◆ **RECORDS TO USE**
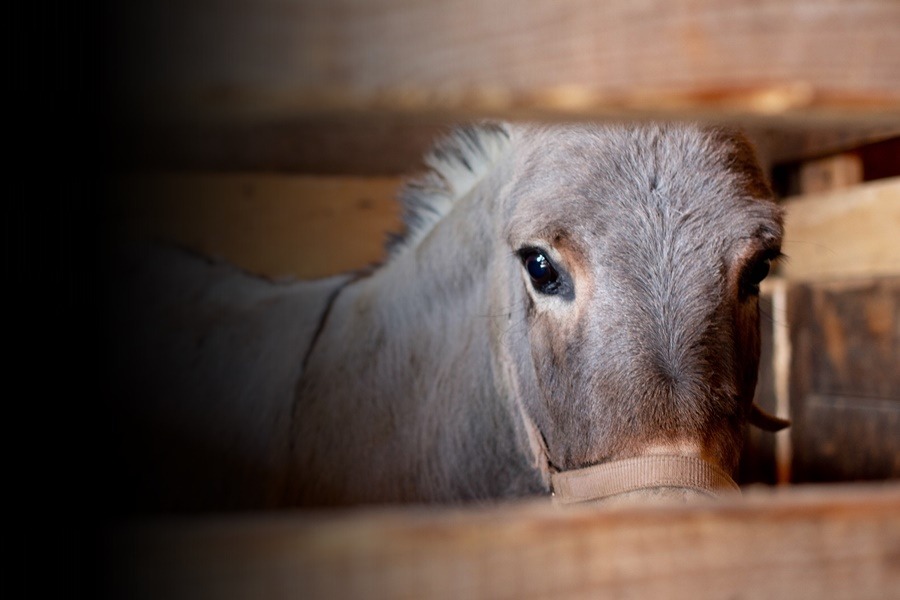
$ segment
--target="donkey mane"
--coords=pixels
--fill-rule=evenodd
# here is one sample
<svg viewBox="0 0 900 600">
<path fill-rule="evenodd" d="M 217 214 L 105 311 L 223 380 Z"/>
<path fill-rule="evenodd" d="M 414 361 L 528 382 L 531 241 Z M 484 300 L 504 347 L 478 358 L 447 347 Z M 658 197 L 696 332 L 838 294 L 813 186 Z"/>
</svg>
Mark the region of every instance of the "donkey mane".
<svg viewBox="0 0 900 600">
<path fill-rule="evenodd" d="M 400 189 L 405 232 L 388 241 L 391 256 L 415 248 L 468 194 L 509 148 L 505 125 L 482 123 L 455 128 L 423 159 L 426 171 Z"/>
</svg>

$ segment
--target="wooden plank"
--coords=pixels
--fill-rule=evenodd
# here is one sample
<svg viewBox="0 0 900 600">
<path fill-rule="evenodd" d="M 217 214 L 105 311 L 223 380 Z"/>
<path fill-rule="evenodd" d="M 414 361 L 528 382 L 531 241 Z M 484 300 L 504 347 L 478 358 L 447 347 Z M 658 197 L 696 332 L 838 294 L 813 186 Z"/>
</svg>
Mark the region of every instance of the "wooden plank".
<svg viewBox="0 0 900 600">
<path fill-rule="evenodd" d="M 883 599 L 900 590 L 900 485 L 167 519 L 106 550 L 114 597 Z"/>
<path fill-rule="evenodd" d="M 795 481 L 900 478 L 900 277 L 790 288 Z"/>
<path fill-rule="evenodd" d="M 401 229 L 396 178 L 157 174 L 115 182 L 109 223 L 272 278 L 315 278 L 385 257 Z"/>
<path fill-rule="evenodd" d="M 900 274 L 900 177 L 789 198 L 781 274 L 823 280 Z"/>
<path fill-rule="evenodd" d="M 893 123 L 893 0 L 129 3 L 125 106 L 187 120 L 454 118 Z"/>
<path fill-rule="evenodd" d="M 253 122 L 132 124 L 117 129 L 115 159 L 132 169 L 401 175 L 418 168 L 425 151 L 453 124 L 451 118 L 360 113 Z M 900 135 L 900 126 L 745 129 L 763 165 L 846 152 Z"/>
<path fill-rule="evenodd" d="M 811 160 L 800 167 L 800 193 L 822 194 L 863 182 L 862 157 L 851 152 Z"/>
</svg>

◆ **WHAT IS REQUIRED**
Go through the entries above and output them exactly, without pictures.

◆ **RESULT FOR THIS TASK**
$ segment
--target="donkey mane"
--coords=pixels
--fill-rule=evenodd
# here is one sample
<svg viewBox="0 0 900 600">
<path fill-rule="evenodd" d="M 217 214 L 105 311 L 223 380 Z"/>
<path fill-rule="evenodd" d="M 414 361 L 528 382 L 531 241 Z M 484 300 L 504 347 L 478 358 L 447 347 Z M 658 197 L 696 332 L 838 294 L 813 186 Z"/>
</svg>
Mark the region of every instance of the "donkey mane".
<svg viewBox="0 0 900 600">
<path fill-rule="evenodd" d="M 400 189 L 405 232 L 388 241 L 391 256 L 415 248 L 468 194 L 509 148 L 505 125 L 482 123 L 455 128 L 423 159 L 426 171 Z"/>
</svg>

$ segment
--target="wooden plank"
--coords=pixels
--fill-rule=evenodd
# here is one sample
<svg viewBox="0 0 900 600">
<path fill-rule="evenodd" d="M 217 214 L 105 311 L 223 380 Z"/>
<path fill-rule="evenodd" d="M 414 361 L 528 382 L 531 241 Z M 484 300 L 504 347 L 478 358 L 447 347 Z M 658 197 L 696 332 L 838 294 L 813 186 Z"/>
</svg>
Mark the region of every instance of the "wooden plank".
<svg viewBox="0 0 900 600">
<path fill-rule="evenodd" d="M 883 599 L 900 590 L 900 485 L 167 519 L 106 550 L 114 597 Z"/>
<path fill-rule="evenodd" d="M 795 481 L 900 478 L 900 277 L 790 288 Z"/>
<path fill-rule="evenodd" d="M 401 229 L 396 178 L 157 174 L 115 182 L 109 223 L 272 278 L 315 278 L 385 257 Z"/>
<path fill-rule="evenodd" d="M 900 274 L 900 177 L 789 198 L 781 274 L 823 280 Z"/>
<path fill-rule="evenodd" d="M 893 123 L 893 0 L 129 3 L 125 106 L 187 120 L 454 118 Z"/>
<path fill-rule="evenodd" d="M 253 122 L 132 124 L 117 129 L 115 159 L 132 169 L 401 175 L 418 168 L 425 151 L 453 124 L 451 118 L 360 113 Z M 900 135 L 900 126 L 745 129 L 763 165 L 846 152 Z"/>
<path fill-rule="evenodd" d="M 811 160 L 800 167 L 800 193 L 822 194 L 863 182 L 862 157 L 851 152 Z"/>
</svg>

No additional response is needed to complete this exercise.